ACTIVITY: Quote each line exactly, from the line that contains "If you could place a marker on the reflection" down to the last line of the listing, and no other lines.

>>>

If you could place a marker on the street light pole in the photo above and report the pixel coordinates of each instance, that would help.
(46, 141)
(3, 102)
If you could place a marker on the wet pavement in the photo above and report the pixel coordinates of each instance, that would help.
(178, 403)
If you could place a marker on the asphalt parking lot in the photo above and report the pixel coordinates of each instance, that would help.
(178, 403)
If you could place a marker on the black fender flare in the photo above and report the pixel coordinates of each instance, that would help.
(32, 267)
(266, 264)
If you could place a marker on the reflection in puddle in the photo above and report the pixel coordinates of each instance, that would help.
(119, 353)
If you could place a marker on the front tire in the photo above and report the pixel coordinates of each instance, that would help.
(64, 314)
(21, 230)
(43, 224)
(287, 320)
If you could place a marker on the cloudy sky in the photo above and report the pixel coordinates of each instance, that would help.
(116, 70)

<<<

OUTPUT:
If you could place a marker on the reflection in puddle in the photo above and report the pixel coordinates of each instance, that would help.
(119, 353)
If you could place a marker on the front tire in the photo above and report the pixel coordinates of each instance, that would help.
(64, 314)
(21, 230)
(43, 224)
(287, 320)
If you could place a marker on the cloudy sky in the photo above and report the pixel coordinates of each instance, that would help.
(116, 70)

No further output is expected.